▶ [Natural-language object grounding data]
========================================

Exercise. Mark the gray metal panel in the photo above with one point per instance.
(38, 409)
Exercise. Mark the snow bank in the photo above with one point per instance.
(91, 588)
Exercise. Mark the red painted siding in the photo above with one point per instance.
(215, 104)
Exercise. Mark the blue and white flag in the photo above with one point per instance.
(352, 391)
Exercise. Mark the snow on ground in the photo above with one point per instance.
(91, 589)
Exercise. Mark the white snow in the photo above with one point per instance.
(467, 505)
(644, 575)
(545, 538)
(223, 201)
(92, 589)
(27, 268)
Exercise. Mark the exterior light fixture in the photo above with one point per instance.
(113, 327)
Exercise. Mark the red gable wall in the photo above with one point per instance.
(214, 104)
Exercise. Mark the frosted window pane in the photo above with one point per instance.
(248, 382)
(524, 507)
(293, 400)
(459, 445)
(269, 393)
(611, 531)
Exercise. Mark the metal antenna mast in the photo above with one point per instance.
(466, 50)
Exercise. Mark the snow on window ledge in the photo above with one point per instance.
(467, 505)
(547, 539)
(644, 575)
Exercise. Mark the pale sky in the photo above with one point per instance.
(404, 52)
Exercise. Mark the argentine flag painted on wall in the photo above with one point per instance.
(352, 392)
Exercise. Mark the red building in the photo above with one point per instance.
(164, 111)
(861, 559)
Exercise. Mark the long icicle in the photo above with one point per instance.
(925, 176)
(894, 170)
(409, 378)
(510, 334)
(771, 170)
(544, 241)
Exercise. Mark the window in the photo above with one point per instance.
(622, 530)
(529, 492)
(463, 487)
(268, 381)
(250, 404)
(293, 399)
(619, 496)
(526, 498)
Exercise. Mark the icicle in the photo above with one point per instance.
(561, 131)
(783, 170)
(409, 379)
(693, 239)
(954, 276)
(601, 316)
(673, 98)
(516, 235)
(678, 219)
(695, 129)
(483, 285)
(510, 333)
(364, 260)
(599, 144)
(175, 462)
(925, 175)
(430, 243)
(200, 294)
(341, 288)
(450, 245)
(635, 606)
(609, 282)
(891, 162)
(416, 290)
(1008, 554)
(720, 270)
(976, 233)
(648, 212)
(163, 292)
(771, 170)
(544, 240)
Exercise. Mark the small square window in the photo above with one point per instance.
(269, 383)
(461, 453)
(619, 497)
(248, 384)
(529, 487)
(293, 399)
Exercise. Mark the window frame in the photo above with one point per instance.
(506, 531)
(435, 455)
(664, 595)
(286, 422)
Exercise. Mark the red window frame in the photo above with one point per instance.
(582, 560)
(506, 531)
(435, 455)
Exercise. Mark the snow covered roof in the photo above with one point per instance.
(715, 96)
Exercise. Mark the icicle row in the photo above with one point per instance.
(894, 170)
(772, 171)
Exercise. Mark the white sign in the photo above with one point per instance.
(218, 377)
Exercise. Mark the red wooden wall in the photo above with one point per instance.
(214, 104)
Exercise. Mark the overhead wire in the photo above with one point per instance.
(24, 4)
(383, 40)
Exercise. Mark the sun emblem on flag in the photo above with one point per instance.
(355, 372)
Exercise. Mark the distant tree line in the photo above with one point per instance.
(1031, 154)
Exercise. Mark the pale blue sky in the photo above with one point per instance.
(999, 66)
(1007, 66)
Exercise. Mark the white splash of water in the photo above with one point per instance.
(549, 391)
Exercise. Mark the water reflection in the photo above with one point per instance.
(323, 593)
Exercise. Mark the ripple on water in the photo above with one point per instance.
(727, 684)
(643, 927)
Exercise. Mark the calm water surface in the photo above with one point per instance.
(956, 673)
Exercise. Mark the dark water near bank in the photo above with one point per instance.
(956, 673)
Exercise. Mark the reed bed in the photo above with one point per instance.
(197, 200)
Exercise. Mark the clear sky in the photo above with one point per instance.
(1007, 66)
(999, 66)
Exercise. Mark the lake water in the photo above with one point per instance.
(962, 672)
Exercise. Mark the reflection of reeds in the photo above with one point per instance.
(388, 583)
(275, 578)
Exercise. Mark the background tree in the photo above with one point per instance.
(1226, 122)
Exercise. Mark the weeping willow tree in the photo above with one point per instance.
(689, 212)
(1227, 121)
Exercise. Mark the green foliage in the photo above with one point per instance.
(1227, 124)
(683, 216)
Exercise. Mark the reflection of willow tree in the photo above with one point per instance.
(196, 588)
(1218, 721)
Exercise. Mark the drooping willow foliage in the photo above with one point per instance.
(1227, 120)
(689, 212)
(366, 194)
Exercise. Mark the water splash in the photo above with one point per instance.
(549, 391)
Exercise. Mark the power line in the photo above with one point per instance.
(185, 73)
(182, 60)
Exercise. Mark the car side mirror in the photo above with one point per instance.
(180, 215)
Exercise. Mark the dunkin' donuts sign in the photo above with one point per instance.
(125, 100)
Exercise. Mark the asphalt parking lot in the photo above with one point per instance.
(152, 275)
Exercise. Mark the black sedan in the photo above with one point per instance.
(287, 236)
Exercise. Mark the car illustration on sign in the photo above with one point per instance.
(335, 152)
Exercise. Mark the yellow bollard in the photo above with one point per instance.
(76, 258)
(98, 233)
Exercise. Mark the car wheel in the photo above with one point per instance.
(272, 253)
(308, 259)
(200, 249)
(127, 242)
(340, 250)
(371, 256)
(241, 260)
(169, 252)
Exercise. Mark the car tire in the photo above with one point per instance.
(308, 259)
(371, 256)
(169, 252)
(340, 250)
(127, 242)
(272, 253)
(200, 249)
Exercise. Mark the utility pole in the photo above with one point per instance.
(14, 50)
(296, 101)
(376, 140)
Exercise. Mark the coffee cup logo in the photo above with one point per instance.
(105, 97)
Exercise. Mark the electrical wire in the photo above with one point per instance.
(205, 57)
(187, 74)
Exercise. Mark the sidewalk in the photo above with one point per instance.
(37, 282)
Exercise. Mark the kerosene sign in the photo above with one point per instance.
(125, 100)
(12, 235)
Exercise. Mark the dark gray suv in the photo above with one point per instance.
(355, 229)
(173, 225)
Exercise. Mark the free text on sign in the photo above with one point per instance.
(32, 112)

========================================

▶ [EXERCISE DESCRIPTION] Beginning with the first line above, transcribe all of the data exactly.

▶ [RESULT BELOW]
Exercise. Mark the gray metal panel in the photo above with one point per instance.
(38, 409)
Exercise. Mark the snow bank in the photo above with one point per instance.
(91, 588)
Exercise. Mark the red painted siding in the photo above with one point per instance.
(215, 104)
Exercise. Mark the blue and white flag in the photo above with one point per instance.
(352, 391)
Exercise. Mark the snow on ground in the photo above with one point per instance.
(91, 589)
Exercise. Mark the white snow in the photo above with one point per instance.
(467, 505)
(644, 575)
(545, 538)
(223, 201)
(92, 589)
(27, 268)
Exercise. Mark the exterior light fixture in the photo above with one point per instance.
(113, 327)
Exercise. Mark the red gable wall in the photo above with one point per instance.
(214, 104)
Exercise. Mark the frosted window pane in the photo above with one point per instance.
(248, 382)
(524, 507)
(293, 400)
(459, 445)
(269, 393)
(611, 531)
Exercise. Mark the metal antenna mast in the photo above with one point per instance.
(466, 50)
Exercise. Mark the snow on window ledge in the photo above with one point per instance.
(467, 505)
(547, 539)
(644, 575)
Exercise. Mark the pale sky in the photo above with one point per instance.
(404, 52)
Exercise. Mark the argentine flag painted on wall in the photo above with one point per instance.
(352, 392)
Exercise. Mark the red building in the photo above with one point per instance.
(164, 111)
(861, 559)
Exercise. Mark the long icicle in the photo above with one point per instance.
(925, 176)
(894, 170)
(409, 378)
(510, 334)
(771, 170)
(544, 241)
Exercise. Mark the window in the photo above with one point per instance.
(622, 530)
(529, 492)
(463, 487)
(268, 381)
(250, 404)
(293, 399)
(619, 496)
(526, 498)
Exercise. Mark the icicle in the photo above with one point per instance.
(561, 131)
(783, 170)
(409, 379)
(693, 239)
(954, 276)
(601, 316)
(673, 98)
(516, 235)
(678, 219)
(695, 129)
(483, 285)
(510, 333)
(364, 260)
(599, 144)
(175, 462)
(925, 175)
(430, 243)
(200, 294)
(341, 288)
(450, 245)
(635, 606)
(609, 282)
(891, 162)
(416, 290)
(1008, 554)
(720, 270)
(976, 233)
(648, 212)
(163, 292)
(771, 170)
(544, 240)
Exercise. Mark the small square window in the photo above with one point per instance.
(269, 383)
(461, 453)
(619, 497)
(248, 384)
(529, 487)
(293, 399)
Exercise. Mark the window frame in the photo above with one point per instance.
(506, 531)
(435, 455)
(664, 595)
(286, 422)
Exercise. Mark the red window frame in the photo above with one point per instance.
(582, 560)
(506, 531)
(435, 455)
Exercise. Mark the snow covered roof in the photo above with one point per instance.
(715, 96)
Exercise. Mark the icicle row in the photo above with one point per instance.
(894, 170)
(772, 171)
Exercise. Mark the white sign in the photo above with one point per instance.
(218, 377)
Exercise. Mark the red wooden wall in the photo above with one point per instance.
(214, 104)
Exercise. Mark the overhead wire in the photo above with one point per instance.
(24, 4)
(383, 40)
Exercise. Mark the sun emblem on flag in the photo above with one point per instance.
(355, 372)
Exercise. Mark the distant tree line in the photo above with one point per instance.
(1031, 154)
Exercise. Mark the pale blue sky in the photo above with one point per instance.
(999, 66)
(1007, 66)
Exercise. Mark the white splash of water in the photo above with one point per instance.
(549, 391)
Exercise. Mark the water reflection in the photo above with one point per instance.
(323, 593)
Exercise. Mark the ripple on water in the photo above with one point per instance.
(727, 684)
(643, 927)
Exercise. Mark the calm water surface in the photo above with one point per instance.
(956, 673)
Exercise. Mark the dark water near bank in the photo above with one point per instance.
(956, 673)
Exercise. Mark the reed bed in the photo above with one point per instance.
(197, 200)
Exercise. Mark the clear sky in the photo above with one point per instance.
(1007, 66)
(999, 66)
Exercise. Mark the lake water in the photo above with one point per instance.
(962, 672)
Exercise. Mark the reflection of reeds in the photo above with one point per instance.
(388, 583)
(275, 578)
Exercise. Mark the background tree in the photo above with one point per instance.
(1226, 122)
Exercise. Mark the weeping willow tree in the photo above with one point per instance.
(689, 212)
(1227, 121)
Exercise. Mark the green foliage in the photo above with one point per instance.
(1227, 124)
(683, 216)
Exercise. Mark the reflection of willow tree in the photo above with one point per instance.
(196, 588)
(1218, 721)
Exercise. Mark the drooping willow foliage in the photo above with one point per instance.
(1227, 120)
(689, 212)
(366, 194)
Exercise. Mark the water splash in the photo above with one point per instance.
(549, 391)
Exercise. Mark the power line in the photo above with one point per instance.
(185, 73)
(182, 60)
Exercise. Mark the car side mirror in the photo above with one point per instance.
(180, 215)
Exercise. Mark the dunkin' donuts sign in the photo above with one point per instance.
(125, 100)
Exercise. Mark the asphalt parking lot in the photo above with one point per instance.
(152, 275)
Exercise. Mark the black sedan in the photo above with one point per instance.
(287, 236)
Exercise. Mark the car illustration on sign in the photo above with one point per instance.
(335, 152)
Exercise. Mark the yellow bollard in the photo above with one point per instance.
(76, 258)
(98, 233)
Exercise. Mark the car wheel in the photo above with one point per instance.
(272, 253)
(308, 259)
(200, 249)
(127, 242)
(340, 250)
(371, 256)
(241, 260)
(169, 252)
Exercise. Mark the car tire in the photo above with one point per instance.
(308, 259)
(371, 256)
(169, 252)
(340, 250)
(127, 242)
(272, 253)
(200, 249)
Exercise. Mark the utility pole in the photo above with one point per instance.
(14, 50)
(296, 101)
(376, 140)
Exercise. Mark the coffee cup logo in the photo above with one point per instance.
(105, 97)
Exercise. Mark the electrical wire in the photo above with one point per instance.
(205, 57)
(187, 74)
Exercise. Mark the sidewalk in the photo above with one point per instance.
(37, 282)
Exercise. Mark the kerosene sign in the photo above with one point per instance.
(125, 100)
(12, 235)
Exercise. Mark the dark gray suv in the photo above with one point per instance.
(355, 229)
(173, 225)
Exercise. Mark the free text on sign in the photo above with one point per instance.
(32, 112)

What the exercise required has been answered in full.